Problem to solve:
Copy exactly the lines of the data below that run from the line holding "positive clicks: (166, 96)" through the line holding "positive clicks: (166, 179)", both ends included.

Excerpted data:
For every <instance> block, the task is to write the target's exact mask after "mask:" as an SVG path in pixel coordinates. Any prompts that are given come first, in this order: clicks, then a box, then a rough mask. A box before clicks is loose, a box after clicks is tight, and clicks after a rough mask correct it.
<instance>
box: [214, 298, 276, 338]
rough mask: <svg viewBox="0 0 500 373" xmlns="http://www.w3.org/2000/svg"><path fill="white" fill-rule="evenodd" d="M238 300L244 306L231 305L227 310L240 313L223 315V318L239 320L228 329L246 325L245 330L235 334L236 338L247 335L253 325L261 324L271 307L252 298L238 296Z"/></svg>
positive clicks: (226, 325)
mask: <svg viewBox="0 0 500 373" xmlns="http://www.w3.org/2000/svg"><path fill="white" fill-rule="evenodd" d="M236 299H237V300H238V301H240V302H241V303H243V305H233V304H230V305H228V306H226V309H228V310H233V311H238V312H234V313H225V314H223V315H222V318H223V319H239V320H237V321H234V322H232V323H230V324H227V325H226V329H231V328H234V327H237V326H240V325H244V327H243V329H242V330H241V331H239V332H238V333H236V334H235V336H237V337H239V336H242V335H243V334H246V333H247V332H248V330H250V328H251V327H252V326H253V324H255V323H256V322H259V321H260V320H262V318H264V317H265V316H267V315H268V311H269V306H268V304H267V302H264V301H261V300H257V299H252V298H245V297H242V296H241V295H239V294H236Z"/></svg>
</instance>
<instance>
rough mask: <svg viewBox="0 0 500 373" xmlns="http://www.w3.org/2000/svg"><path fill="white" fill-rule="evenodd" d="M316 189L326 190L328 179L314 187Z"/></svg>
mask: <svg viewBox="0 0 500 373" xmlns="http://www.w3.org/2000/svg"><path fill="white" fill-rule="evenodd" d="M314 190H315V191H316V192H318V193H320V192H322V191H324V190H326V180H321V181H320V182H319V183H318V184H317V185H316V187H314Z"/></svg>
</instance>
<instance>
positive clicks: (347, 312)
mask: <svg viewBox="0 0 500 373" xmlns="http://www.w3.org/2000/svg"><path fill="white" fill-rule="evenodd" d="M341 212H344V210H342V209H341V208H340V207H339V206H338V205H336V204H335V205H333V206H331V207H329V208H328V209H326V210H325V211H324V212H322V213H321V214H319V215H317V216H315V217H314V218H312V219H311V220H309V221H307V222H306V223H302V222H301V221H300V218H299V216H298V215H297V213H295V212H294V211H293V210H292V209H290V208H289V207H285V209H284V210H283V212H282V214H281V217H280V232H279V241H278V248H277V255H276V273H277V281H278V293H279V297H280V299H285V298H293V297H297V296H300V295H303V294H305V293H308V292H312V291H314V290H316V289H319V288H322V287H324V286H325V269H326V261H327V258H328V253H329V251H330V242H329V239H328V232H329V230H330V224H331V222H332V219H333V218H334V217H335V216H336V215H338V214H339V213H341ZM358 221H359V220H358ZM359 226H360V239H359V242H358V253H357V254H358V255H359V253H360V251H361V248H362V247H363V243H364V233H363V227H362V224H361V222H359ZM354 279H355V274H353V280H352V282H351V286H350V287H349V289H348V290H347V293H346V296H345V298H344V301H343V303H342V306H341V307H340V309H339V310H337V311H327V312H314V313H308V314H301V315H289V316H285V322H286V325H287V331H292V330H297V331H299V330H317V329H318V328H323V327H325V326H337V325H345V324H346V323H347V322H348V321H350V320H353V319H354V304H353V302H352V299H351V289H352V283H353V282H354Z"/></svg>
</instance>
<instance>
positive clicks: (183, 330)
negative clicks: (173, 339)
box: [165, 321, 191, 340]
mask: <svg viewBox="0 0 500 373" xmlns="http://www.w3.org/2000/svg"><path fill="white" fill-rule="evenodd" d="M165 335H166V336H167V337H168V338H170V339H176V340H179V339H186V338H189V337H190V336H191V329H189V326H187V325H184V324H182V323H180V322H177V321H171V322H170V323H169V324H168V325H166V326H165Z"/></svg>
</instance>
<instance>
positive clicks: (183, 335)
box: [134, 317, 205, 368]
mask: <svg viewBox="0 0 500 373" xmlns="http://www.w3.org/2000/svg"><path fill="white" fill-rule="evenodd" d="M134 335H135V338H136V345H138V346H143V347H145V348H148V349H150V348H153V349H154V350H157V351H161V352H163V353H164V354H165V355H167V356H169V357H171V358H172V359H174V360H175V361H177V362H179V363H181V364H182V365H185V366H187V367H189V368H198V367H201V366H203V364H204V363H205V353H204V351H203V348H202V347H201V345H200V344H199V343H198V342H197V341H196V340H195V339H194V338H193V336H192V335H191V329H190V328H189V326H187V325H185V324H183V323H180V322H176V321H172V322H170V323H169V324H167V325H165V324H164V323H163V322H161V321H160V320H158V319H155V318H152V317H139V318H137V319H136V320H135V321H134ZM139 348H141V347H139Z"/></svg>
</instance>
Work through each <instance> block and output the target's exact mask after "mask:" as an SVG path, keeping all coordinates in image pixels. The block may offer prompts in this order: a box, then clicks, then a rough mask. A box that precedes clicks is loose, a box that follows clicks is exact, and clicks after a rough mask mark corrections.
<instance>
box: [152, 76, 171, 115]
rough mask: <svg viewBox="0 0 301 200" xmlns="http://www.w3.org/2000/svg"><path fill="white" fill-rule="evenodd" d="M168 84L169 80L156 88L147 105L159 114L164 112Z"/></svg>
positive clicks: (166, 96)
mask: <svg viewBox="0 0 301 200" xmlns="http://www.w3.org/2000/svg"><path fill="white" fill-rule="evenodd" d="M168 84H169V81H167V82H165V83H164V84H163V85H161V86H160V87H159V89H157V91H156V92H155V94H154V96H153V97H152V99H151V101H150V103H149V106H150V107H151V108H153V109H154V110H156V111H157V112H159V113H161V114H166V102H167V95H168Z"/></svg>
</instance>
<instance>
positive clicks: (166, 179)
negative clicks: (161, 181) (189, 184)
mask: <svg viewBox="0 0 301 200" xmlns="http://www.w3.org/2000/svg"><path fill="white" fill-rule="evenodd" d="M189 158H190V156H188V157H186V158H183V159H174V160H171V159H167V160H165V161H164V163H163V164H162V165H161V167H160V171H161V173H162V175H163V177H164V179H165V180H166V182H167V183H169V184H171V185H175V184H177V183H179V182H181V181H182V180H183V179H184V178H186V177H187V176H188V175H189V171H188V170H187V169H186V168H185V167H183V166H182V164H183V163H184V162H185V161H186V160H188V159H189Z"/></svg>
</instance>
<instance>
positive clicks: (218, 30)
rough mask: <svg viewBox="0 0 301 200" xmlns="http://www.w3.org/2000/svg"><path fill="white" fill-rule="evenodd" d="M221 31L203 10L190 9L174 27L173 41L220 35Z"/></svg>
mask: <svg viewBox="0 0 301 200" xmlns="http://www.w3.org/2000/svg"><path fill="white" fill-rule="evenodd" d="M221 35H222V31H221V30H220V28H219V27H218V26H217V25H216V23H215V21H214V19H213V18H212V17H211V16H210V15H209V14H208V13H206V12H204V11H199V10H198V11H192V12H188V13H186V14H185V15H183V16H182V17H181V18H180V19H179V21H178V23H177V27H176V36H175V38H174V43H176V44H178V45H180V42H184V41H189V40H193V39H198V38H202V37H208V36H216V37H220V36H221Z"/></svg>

Expected answer:
positive clicks: (166, 96)
mask: <svg viewBox="0 0 301 200" xmlns="http://www.w3.org/2000/svg"><path fill="white" fill-rule="evenodd" d="M168 84H169V81H167V82H165V83H164V84H163V85H161V86H160V87H159V89H157V91H156V92H155V94H154V96H153V97H152V99H151V101H150V103H149V106H150V107H151V108H153V109H154V110H156V111H157V112H159V113H161V114H166V102H167V95H168Z"/></svg>
</instance>
<instance>
positive clicks: (166, 179)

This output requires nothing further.